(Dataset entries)

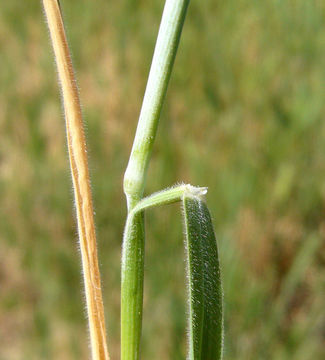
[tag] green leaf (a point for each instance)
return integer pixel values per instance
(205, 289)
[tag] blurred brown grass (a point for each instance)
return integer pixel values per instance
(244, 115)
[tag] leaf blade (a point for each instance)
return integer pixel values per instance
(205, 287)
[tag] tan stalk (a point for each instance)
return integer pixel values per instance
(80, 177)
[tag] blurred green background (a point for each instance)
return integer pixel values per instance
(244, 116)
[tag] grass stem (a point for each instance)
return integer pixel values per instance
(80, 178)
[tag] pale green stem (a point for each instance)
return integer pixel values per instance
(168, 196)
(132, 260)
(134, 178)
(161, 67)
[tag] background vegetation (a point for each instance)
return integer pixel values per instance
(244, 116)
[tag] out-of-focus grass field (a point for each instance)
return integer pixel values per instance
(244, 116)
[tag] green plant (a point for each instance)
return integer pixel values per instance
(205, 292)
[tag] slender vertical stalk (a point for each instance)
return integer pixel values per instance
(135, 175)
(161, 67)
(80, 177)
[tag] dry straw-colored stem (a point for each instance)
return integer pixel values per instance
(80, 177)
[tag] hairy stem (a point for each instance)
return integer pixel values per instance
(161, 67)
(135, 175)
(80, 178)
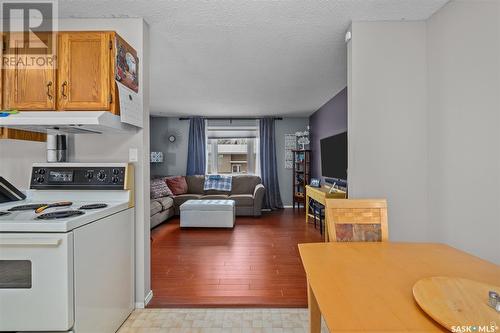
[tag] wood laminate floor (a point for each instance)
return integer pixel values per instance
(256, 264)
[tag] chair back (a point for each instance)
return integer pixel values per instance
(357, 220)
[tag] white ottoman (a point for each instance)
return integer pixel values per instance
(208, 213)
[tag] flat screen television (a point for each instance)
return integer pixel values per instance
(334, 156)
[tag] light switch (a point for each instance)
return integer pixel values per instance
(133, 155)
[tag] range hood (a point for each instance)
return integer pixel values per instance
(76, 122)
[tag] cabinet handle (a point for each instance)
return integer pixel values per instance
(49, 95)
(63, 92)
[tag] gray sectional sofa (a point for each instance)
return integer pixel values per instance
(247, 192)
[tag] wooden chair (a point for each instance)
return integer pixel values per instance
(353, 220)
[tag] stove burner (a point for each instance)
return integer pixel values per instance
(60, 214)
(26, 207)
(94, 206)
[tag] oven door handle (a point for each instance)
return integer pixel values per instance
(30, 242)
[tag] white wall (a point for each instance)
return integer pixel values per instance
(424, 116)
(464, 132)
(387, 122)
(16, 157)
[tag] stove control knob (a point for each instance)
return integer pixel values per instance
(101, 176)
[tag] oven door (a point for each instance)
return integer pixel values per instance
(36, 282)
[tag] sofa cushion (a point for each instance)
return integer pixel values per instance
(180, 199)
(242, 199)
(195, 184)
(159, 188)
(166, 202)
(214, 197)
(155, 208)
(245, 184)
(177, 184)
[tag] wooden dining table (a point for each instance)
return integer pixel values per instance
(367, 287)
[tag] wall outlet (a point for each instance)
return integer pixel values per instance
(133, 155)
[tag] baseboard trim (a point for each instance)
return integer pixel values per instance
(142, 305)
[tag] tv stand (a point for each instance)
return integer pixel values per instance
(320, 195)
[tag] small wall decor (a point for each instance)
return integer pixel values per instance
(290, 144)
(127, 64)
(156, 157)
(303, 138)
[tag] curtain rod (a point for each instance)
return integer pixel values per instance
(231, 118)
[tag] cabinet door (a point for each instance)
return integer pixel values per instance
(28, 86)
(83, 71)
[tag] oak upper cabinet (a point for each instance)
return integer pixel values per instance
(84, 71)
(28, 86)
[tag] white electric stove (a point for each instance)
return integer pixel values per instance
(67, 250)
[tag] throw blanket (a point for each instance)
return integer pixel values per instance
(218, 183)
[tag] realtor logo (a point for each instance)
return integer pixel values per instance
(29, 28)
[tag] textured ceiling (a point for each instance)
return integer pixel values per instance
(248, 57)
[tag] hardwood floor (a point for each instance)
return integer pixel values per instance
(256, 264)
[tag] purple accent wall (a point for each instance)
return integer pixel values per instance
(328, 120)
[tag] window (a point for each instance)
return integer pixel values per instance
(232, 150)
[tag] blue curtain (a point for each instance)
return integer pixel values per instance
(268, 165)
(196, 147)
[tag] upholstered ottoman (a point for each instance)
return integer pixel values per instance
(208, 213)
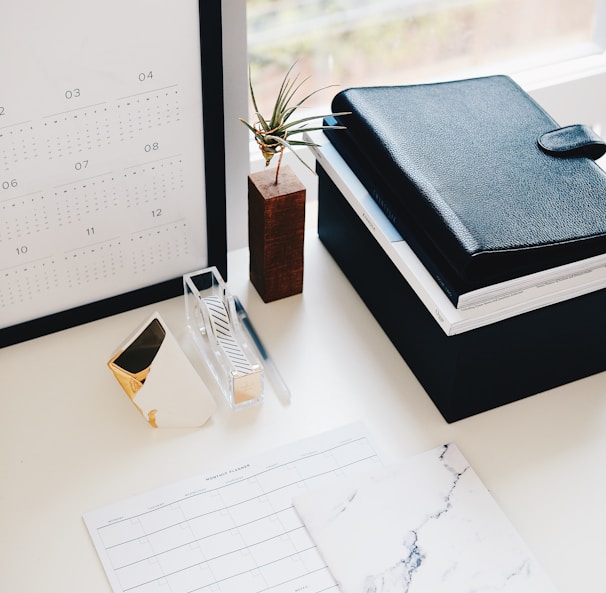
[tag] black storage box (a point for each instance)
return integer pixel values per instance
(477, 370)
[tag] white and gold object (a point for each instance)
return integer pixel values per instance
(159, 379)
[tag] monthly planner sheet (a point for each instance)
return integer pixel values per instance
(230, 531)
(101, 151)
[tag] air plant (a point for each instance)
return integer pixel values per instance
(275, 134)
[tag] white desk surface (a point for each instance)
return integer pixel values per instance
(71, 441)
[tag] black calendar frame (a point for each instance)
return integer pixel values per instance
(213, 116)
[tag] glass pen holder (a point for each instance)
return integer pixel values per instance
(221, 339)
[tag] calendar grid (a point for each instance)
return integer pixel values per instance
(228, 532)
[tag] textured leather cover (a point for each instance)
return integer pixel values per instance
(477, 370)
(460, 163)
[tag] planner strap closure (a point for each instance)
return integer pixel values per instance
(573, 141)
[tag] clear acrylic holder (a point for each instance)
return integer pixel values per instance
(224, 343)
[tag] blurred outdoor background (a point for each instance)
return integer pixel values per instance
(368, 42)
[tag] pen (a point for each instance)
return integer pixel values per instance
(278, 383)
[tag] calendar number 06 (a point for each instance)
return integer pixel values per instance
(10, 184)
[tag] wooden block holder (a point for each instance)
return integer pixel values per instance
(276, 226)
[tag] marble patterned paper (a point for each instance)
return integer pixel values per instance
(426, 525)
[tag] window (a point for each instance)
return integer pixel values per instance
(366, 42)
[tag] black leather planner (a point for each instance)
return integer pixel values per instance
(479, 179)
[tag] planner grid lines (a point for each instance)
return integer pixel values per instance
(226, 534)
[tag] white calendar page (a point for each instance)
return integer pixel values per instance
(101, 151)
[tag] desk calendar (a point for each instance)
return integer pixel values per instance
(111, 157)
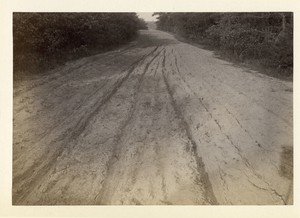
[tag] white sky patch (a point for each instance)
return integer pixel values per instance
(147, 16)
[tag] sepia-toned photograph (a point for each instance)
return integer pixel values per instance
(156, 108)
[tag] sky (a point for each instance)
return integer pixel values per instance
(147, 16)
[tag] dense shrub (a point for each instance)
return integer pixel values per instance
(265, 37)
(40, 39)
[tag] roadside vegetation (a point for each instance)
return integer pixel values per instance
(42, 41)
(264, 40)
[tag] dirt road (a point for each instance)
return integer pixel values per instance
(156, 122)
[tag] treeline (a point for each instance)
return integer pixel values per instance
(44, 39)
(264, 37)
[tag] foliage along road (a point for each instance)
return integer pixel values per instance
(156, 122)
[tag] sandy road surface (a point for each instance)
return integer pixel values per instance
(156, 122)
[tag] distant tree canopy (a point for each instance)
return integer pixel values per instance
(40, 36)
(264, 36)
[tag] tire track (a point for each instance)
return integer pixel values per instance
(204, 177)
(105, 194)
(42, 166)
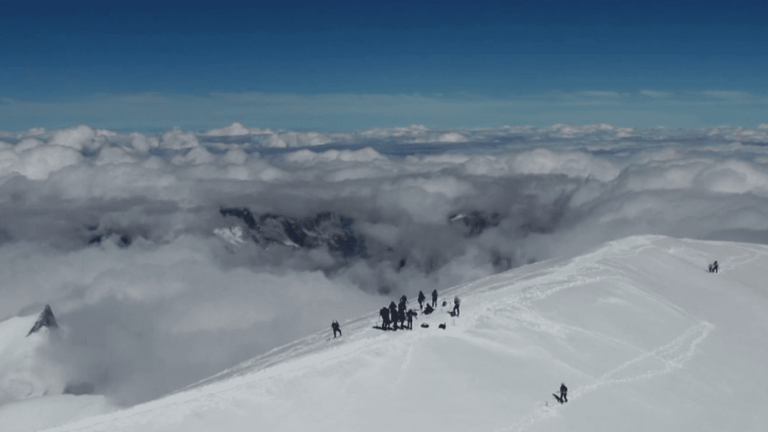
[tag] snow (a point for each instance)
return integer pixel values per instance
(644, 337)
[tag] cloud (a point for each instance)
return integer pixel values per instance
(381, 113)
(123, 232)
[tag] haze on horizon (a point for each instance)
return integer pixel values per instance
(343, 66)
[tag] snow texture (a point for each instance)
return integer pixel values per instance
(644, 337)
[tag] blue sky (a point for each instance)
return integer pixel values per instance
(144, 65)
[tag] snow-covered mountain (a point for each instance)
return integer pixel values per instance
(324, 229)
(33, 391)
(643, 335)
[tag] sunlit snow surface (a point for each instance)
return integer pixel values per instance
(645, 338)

TASK BRIEF: What's needed is every line above, retyped exactly and free of pictures.

ANSWER SPACE:
[tag] green leaf (a point for each instance)
return integer pixel values per instance
(205, 289)
[tag] blurred brown grass (a point for each instance)
return integer pixel values per instance
(244, 115)
[tag] leaf blade (a point for each instance)
return integer pixel values per instance
(205, 287)
[tag] tan stalk (a point for each instance)
return integer pixel values per instance
(80, 177)
[tag] blurred green background (a point for each instance)
return integer pixel values per instance
(244, 116)
[tag] grass stem (a point for each instance)
return integer pixel values per instance
(80, 178)
[tag] pale green stem (a point for each instance)
return integer pixel values per instance
(168, 196)
(132, 260)
(134, 178)
(161, 67)
[tag] background vegetation (a point for each instance)
return integer pixel values per instance
(244, 116)
[tag] out-of-focus grass field (a point for each instance)
return integer pixel values per instance
(244, 116)
[tag] green plant (a point for each instance)
return integer pixel values per instance
(205, 292)
[tag] slender vertical stalk (a point for each instance)
return integer pixel values per instance
(135, 175)
(161, 67)
(80, 177)
[tag] dry straw-colored stem (a point for each instance)
return integer pixel values per instance
(80, 177)
[tag] hairy stem (a point for each instance)
return integer pixel values per instance
(161, 67)
(135, 175)
(80, 178)
[tag] wood laminate floor (a point for each instance)
return integer pixel values per instance
(256, 264)
[tag] chair back (a point for each instance)
return integer pixel values per instance
(357, 220)
[tag] white ottoman (a point for each instance)
return integer pixel values per instance
(208, 213)
[tag] flat screen television (a point for each instance)
return integer pixel values per instance
(334, 156)
[tag] light switch (a point for each instance)
return integer pixel values per instance
(133, 155)
[tag] range hood (a point for each instance)
return integer pixel values per instance
(76, 122)
[tag] cabinet handle (a point for each instance)
return integer pixel values per instance
(49, 95)
(63, 92)
[tag] gray sectional sofa (a point for each instance)
return integer pixel values per instance
(247, 192)
[tag] wooden chair (a point for each instance)
return integer pixel values per instance
(353, 220)
[tag] stove burner (a point for each instance)
return integer pixel values per instance
(60, 214)
(26, 207)
(94, 206)
[tag] oven door handle (a point for each instance)
return integer pixel values per instance
(30, 242)
[tag] white wall (a point for each instance)
return integer pixel values per instance
(424, 116)
(464, 132)
(387, 122)
(16, 157)
[tag] stove control knob (a point for each instance)
return integer pixel values per instance
(101, 176)
[tag] oven door (a point for each instance)
return integer pixel values per instance
(36, 282)
[tag] sofa cushion (a point for each instance)
return integer pixel values per instance
(180, 199)
(242, 199)
(195, 184)
(159, 188)
(166, 202)
(214, 197)
(155, 208)
(245, 184)
(177, 184)
[tag] wooden dining table (a point for each instance)
return integer pixel values per instance
(367, 287)
[tag] wall outlet (a point for each instance)
return integer pixel values per instance
(133, 155)
[tag] baseboard trim (a point for each instance)
return integer pixel values per instance
(142, 305)
[tag] tv stand (a point for each instance)
return integer pixel values per instance
(320, 195)
[tag] small wall decor (a point for each instance)
return integer pixel values per instance
(290, 144)
(127, 64)
(156, 157)
(303, 138)
[tag] curtain rod (a point for each instance)
return integer pixel values per instance
(231, 118)
[tag] cabinet door (a point for each instance)
return integer pixel values per instance
(28, 86)
(83, 71)
[tag] oak upper cabinet (a point for each instance)
return integer pixel values per instance
(84, 71)
(28, 86)
[tag] white electric stove (a point for each instance)
return integer pixel values per instance
(67, 250)
[tag] throw blanket (a point for each instance)
return integer pixel values per instance
(218, 183)
[tag] realtor logo (a point for each instance)
return integer pixel values per instance
(29, 28)
[tag] textured ceiling (a point for each instance)
return integer pixel values per instance
(248, 57)
[tag] hardwood floor (a point for each instance)
return integer pixel values per instance
(256, 264)
[tag] purple accent wall (a point for each instance)
return integer pixel values per instance
(328, 120)
[tag] window (a point for each instance)
return integer pixel values per instance
(232, 150)
[tag] blue curtain (a point for each instance)
return integer pixel values per instance
(268, 165)
(196, 147)
[tag] upholstered ottoman (a point for each instance)
return integer pixel values per instance
(208, 213)
[tag] black storage box (a point for each instance)
return integer pixel values per instance
(477, 370)
[tag] white and gold object (a point for each instance)
return integer pixel values per instance
(159, 379)
[tag] monthly planner sheet (a point for each instance)
return integer pixel values per instance
(230, 531)
(101, 151)
[tag] air plant (a point for each instance)
return integer pixel values per instance
(275, 134)
[tag] white desk surface (a point for each instance)
return integer pixel values per instance
(71, 441)
[tag] black calendar frame (a point for each instance)
return integer pixel values per instance
(213, 116)
[tag] glass pen holder (a point for each instance)
return integer pixel values per instance
(221, 339)
[tag] calendar grid (a point for each instance)
return integer pixel values per instance
(228, 532)
[tag] textured leather cover (a point for each instance)
return integer pixel values per instance
(477, 370)
(460, 163)
[tag] planner strap closure (a point for each instance)
return integer pixel values per instance
(573, 141)
[tag] clear acrylic holder (a point for each instance)
return integer pixel values per instance
(224, 343)
[tag] blurred outdoor background (a point for each instance)
return integer pixel values per instance
(368, 42)
[tag] pen (a point for each instance)
return integer pixel values per instance
(278, 383)
[tag] calendar number 06 (a point for each instance)
return integer pixel values per instance
(10, 184)
[tag] wooden block holder (a point for each instance)
return integer pixel values per instance
(276, 226)
[tag] marble patterned paper (a point for each instance)
return integer pixel values per instance
(426, 525)
[tag] window (a point for each instance)
return integer pixel values per instance
(366, 42)
[tag] black leather planner (a point for each instance)
return integer pixel values per instance
(479, 179)
[tag] planner grid lines (a point for each instance)
return integer pixel values per instance
(226, 534)
[tag] white calendar page (a point for each instance)
return integer pixel values per instance
(101, 151)
[tag] desk calendar (a point for each instance)
return integer pixel values per instance
(111, 157)
[tag] white sky patch (a point for each instance)
return integer pixel values per instance
(147, 16)
[tag] sepia-toned photograph (a point for each instance)
return integer pixel values per instance
(156, 108)
[tag] sky (a point for each instance)
return integer pixel values per instance
(147, 16)
[tag] dense shrub (a point for each instance)
return integer pixel values per instance
(265, 37)
(40, 39)
[tag] roadside vegetation (a point for each instance)
return integer pixel values per instance
(42, 41)
(264, 40)
[tag] dirt road (a point for each instance)
return integer pixel values per instance
(156, 122)
[tag] treeline (a point for each instance)
return integer pixel values per instance
(44, 39)
(264, 37)
[tag] foliage along road (a point for each instance)
return integer pixel values per instance
(156, 122)
[tag] sandy road surface (a point for each instance)
return integer pixel values per instance
(156, 122)
[tag] distant tree canopy (a point for each instance)
return integer pixel values per instance
(40, 36)
(264, 36)
[tag] tire track (a point for each instance)
return integer pixel values per instance
(204, 177)
(105, 194)
(42, 166)
[tag] snow (a point for each instance)
return integer pixel values per instance
(644, 337)
[tag] cloud (a point for each instance)
return integer pixel values per instance
(381, 113)
(123, 232)
[tag] haze on horizon (a point for each instance)
return integer pixel values per instance
(343, 66)
[tag] snow texture (a point for each instance)
return integer pixel values per instance
(644, 337)
[tag] blue sky (a point for each instance)
return integer pixel values per instance
(144, 65)
[tag] snow-covered mountain (a point for each instance)
return integer pixel values per instance
(324, 229)
(33, 391)
(643, 335)
[tag] sunlit snow surface (a point for each instance)
return integer pixel values per instance
(645, 338)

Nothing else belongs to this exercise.